* DATA FOR PROCESSING *
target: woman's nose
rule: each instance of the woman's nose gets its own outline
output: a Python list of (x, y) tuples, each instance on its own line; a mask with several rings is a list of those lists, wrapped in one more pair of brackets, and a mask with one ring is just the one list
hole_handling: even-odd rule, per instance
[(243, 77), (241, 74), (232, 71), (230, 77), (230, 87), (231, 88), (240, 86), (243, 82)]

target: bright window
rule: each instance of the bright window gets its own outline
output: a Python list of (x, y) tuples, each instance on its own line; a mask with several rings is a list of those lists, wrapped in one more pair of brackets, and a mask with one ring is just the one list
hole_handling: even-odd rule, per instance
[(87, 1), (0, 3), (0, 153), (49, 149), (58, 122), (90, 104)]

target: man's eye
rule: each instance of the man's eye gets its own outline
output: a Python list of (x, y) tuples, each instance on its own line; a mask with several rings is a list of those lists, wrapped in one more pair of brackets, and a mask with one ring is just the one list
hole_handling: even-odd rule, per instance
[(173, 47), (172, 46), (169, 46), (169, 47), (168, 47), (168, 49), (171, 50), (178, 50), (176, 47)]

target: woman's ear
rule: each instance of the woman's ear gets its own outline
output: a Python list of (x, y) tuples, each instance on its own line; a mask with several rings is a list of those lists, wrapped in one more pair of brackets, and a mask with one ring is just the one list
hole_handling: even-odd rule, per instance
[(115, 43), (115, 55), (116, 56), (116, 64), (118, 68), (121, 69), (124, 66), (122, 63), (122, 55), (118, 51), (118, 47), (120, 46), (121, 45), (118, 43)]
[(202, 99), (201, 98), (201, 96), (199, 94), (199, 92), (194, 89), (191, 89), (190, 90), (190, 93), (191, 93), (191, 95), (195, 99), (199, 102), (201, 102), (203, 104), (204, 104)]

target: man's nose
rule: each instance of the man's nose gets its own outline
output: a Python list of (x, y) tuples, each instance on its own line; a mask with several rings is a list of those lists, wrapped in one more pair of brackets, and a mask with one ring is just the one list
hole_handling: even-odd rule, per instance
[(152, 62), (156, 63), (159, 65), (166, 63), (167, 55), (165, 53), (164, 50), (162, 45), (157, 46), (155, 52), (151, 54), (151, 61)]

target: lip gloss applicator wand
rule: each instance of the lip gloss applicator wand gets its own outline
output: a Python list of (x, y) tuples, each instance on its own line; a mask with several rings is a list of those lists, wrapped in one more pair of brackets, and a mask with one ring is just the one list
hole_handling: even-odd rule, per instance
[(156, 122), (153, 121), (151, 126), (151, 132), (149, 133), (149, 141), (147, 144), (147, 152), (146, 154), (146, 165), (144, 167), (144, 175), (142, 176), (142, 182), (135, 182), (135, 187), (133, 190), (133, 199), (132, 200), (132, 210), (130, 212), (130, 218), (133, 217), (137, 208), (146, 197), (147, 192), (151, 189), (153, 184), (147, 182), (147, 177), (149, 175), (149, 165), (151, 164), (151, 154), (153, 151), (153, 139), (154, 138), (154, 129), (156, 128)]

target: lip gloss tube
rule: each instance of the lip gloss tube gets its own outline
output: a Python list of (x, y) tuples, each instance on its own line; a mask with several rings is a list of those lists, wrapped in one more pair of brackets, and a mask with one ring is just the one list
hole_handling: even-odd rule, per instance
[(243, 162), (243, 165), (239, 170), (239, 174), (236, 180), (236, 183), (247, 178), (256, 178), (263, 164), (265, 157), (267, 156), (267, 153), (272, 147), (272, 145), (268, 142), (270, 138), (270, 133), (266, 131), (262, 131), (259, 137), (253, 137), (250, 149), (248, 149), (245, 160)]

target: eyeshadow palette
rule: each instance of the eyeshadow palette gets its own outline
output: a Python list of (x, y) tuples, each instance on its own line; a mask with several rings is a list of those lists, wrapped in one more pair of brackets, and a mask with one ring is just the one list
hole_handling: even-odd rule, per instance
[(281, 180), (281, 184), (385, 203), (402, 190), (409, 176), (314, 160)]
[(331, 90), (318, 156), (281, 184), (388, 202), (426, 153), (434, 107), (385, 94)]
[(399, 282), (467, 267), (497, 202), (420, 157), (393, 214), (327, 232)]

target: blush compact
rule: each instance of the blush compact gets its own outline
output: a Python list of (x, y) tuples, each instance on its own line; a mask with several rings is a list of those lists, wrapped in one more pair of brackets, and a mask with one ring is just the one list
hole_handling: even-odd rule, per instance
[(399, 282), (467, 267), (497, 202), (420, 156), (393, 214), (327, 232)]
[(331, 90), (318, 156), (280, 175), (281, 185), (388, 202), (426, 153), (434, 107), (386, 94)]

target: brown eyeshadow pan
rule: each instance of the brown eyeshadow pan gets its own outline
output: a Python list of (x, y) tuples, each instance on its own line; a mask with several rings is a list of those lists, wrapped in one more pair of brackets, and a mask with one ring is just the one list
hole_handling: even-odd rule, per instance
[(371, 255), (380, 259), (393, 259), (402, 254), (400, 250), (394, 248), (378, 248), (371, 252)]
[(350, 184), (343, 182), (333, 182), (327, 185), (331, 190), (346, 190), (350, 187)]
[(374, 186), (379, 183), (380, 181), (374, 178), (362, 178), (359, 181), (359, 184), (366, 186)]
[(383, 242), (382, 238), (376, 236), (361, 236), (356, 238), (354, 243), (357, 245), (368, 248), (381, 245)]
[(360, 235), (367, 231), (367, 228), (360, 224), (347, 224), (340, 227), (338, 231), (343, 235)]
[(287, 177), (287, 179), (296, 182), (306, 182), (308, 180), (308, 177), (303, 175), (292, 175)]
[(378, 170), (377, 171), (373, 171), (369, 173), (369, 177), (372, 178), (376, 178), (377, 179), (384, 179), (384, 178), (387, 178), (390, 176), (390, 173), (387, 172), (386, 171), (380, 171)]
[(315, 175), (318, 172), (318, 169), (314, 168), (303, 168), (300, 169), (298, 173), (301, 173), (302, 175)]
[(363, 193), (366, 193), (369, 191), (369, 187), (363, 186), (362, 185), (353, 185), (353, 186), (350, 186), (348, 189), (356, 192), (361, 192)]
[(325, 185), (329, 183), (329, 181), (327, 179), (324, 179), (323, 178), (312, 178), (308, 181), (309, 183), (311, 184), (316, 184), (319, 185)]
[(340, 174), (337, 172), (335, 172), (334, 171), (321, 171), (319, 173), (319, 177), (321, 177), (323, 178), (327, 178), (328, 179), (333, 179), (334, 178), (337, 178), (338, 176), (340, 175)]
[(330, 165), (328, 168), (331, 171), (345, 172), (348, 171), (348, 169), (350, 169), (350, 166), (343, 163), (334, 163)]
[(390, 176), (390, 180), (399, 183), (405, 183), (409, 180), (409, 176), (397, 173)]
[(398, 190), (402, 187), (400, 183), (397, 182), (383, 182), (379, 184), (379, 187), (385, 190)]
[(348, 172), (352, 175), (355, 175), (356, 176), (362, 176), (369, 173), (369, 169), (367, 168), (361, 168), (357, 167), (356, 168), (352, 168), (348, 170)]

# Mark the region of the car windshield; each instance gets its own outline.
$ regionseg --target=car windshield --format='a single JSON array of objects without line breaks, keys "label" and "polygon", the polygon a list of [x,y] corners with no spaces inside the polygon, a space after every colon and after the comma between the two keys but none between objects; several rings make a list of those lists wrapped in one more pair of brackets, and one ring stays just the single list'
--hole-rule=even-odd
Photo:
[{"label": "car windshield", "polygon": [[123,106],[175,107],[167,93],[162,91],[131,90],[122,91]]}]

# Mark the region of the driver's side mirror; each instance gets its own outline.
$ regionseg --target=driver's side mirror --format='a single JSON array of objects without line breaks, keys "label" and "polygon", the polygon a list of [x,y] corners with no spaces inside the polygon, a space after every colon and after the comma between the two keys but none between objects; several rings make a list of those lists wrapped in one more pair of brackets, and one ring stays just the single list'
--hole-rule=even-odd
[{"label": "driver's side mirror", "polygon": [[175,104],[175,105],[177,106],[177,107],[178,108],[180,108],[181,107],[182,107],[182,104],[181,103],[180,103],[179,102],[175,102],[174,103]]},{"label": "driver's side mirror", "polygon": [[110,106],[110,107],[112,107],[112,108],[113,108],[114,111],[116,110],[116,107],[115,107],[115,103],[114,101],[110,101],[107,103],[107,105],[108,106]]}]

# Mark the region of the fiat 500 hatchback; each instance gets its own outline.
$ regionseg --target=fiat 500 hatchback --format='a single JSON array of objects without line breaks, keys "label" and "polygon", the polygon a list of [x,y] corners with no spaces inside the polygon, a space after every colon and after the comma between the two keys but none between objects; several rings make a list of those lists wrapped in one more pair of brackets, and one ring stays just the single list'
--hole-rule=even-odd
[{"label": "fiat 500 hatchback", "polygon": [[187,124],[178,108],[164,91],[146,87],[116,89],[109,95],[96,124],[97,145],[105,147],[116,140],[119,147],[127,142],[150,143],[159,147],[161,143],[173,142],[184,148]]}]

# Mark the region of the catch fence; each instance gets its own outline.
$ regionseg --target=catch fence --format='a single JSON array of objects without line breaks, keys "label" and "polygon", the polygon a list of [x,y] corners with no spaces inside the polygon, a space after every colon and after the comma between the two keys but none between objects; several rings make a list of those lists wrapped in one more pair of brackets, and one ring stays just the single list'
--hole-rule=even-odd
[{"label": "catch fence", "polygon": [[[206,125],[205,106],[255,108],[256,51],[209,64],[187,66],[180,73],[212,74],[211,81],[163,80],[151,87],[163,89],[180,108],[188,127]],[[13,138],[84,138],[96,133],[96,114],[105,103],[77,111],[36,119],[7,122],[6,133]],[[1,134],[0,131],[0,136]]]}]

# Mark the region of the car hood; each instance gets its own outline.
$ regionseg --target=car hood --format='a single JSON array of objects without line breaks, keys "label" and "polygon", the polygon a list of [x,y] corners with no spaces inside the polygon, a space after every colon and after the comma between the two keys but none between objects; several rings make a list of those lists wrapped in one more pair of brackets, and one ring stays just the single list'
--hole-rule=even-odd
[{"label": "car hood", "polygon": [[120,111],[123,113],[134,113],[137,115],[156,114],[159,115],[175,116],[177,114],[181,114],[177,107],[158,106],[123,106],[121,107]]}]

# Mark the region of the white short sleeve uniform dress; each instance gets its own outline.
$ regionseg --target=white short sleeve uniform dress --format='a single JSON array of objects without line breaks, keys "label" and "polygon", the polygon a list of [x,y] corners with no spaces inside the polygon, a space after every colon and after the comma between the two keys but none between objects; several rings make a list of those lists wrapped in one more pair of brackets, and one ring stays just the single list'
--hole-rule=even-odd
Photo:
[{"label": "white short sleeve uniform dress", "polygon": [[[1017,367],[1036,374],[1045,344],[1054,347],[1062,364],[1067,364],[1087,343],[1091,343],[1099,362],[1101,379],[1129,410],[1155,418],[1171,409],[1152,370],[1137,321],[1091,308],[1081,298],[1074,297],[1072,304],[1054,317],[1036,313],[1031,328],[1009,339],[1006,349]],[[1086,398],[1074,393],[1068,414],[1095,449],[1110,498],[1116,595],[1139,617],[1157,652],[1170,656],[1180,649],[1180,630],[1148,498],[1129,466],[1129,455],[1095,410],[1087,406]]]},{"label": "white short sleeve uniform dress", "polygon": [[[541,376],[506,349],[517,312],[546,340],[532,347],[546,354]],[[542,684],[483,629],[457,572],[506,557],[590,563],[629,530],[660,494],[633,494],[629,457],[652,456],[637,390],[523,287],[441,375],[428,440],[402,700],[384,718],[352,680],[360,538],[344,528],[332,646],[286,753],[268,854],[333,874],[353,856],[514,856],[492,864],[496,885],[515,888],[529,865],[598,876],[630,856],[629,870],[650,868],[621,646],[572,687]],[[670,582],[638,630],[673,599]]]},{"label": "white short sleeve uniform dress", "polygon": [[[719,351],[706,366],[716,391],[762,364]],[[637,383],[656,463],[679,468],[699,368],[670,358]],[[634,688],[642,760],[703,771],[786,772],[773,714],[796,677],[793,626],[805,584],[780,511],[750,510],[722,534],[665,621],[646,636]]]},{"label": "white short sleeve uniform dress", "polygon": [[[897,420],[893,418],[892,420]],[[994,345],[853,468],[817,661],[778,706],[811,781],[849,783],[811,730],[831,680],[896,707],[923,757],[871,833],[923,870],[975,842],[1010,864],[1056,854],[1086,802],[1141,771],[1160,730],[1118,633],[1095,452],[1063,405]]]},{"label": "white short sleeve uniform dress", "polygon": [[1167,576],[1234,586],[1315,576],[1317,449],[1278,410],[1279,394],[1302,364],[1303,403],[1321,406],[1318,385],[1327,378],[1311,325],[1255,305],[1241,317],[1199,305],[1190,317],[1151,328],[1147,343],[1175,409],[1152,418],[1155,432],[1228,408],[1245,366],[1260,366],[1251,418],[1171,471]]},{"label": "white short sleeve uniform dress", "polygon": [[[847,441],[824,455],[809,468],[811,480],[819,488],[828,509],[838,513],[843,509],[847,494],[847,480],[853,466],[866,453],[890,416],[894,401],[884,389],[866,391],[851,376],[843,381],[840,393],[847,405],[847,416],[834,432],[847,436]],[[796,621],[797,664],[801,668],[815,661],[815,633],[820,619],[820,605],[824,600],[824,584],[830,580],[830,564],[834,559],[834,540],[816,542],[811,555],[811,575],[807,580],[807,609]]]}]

* YOUR INSTRUCTIONS *
Repeat the lines exactly as they appear, beginning with the line that contains "target: man's nose" and continuing through the line that contains "54), (151, 61)]", both included.

* RESPONSE TO THIS TASK *
target: man's nose
rule: each instance of the man's nose gets its own outline
output: a Python list of (x, y) tuples, each instance on its own line; a mask with several rings is a list of those lists, wrapped in one more pair of brackets, and a mask with one ring is just the one list
hole_handling: even-odd rule, per instance
[(152, 62), (156, 63), (159, 65), (166, 63), (167, 55), (165, 53), (164, 50), (162, 45), (157, 46), (155, 52), (151, 54), (151, 61)]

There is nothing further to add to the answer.